### Written task A
Using the grid graph post, say whether each statement agrees with it: (i) Benjamin's algorithm relies on a modified version of Prim's Algorithm; (ii) after thinking it over, the writer still considered Jerry's question fully answered; (iii) the glyphs come from a rectangular grid graph with equal weights. For each, give yes or no and the deciding words of the post, quoted exactly.
### Written task B
From the grid graph post, write out everything from "To generate one" down to "aesthetically pleasing results.", copied exactly.

# Generating Hamiltonian Cycles in Rectangular Grid Graphs

Apr 26, 2017 · 4 min read

A couple of days ago, I stumbled upon this tweet by Benjamin Dale, along with the reply by Jerry Vishnevsky:

I was immediately fascinated by Jerry’s question. At a first glance, the answer seemed obvious to me, but after reflecting upon it, I realized that I had only answered the question partially. This post is an attempt at writing these thoughts down to explain my ideas to others (and also kind of to myself).

We start by looking at Benjamin’s tweet. He gives us a hint about his algorithm, namely, that he uses a modified version of Prim’s Algorithm. Prim’s Algorithm allows us to efficiently find the MST, the minimum spanning tree, of a graph. Looking at these glyphs, we see that they can all be represented as trees on a rectangular grid.

To generate one of these glyphs, we therefore just start with a rectangular grid graph with random weights and take the MST. Now we just have to choose grid sizes that give us aesthetically pleasing results.

### Given records
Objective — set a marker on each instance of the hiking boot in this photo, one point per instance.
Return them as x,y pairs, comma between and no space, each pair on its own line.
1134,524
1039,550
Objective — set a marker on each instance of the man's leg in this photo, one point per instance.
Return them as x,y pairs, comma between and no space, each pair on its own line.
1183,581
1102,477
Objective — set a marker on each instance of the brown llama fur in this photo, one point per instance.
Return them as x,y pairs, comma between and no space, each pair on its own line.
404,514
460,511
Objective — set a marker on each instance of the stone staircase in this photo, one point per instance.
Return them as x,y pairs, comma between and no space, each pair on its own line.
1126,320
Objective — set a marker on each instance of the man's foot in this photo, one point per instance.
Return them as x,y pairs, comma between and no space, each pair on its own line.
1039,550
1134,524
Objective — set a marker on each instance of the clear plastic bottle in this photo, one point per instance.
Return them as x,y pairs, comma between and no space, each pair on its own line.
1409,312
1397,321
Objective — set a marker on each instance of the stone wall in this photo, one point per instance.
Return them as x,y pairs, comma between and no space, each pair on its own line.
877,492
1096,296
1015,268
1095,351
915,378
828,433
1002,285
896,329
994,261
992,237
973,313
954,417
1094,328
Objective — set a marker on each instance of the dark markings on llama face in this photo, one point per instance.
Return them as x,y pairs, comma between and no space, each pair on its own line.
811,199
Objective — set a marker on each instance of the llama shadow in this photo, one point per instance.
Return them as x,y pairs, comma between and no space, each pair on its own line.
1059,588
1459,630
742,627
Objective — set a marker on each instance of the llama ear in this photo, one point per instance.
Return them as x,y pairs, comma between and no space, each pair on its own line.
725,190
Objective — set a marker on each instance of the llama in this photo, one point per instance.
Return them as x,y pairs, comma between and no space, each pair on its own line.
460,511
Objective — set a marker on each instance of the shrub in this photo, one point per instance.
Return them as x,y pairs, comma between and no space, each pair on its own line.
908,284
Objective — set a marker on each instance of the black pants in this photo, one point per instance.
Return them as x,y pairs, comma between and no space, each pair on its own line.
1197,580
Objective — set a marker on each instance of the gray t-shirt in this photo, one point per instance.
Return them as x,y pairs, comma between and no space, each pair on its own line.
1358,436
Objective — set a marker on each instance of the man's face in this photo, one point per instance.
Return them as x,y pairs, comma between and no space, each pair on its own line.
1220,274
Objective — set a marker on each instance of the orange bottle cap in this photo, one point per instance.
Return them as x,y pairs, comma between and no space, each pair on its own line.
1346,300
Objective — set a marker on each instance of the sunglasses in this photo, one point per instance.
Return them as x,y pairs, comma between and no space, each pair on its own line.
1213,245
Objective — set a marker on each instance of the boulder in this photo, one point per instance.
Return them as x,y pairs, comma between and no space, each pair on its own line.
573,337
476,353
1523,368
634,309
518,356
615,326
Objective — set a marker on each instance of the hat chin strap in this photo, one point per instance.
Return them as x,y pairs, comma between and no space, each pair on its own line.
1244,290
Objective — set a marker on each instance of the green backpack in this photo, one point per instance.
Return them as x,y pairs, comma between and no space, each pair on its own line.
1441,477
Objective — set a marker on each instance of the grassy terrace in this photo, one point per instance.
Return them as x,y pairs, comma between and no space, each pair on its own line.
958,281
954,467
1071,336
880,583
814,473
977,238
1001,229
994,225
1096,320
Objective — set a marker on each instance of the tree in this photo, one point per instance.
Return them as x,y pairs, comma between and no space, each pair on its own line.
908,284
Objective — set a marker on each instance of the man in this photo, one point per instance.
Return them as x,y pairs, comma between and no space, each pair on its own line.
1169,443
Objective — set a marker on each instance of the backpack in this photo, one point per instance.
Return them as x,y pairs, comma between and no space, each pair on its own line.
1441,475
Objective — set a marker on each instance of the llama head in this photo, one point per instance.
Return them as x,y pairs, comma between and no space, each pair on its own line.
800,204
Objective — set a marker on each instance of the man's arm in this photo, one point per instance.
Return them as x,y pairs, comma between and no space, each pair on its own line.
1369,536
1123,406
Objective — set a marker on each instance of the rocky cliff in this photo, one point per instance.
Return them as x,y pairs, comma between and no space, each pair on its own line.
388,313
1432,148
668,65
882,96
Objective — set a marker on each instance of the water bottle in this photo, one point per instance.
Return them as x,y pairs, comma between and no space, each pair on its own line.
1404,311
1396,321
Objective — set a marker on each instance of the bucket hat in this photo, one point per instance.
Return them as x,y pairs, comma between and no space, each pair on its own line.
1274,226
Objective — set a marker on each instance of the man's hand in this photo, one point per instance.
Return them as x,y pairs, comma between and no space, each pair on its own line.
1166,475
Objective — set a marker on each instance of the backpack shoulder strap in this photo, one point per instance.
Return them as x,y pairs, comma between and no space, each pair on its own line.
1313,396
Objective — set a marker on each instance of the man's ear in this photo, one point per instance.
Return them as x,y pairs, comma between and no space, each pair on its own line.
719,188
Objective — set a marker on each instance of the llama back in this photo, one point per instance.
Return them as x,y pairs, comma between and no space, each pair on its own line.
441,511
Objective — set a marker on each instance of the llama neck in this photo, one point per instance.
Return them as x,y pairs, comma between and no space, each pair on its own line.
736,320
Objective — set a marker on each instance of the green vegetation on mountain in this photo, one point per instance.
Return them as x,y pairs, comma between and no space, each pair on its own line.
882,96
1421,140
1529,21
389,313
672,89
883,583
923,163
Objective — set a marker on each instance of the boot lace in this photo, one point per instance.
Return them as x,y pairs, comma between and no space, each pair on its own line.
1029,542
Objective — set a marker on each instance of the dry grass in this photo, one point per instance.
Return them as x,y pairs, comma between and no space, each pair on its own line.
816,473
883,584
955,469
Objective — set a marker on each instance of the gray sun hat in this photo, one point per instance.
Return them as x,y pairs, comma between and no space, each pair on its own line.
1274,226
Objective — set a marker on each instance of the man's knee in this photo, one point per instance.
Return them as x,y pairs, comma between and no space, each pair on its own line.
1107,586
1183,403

### Finished answer A
(i) Yes: "he uses a modified version of Prim’s Algorithm"
(ii) No: "after reflecting upon it, I realized that I had only answered the question partially"
(iii) No: "start with a rectangular grid graph with random weights and take the MST"

### Finished answer B
To generate one of these glyphs, we therefore just start with a rectangular grid graph with random weights and take the MST. Now we just have to choose grid sizes that give us aesthetically pleasing results.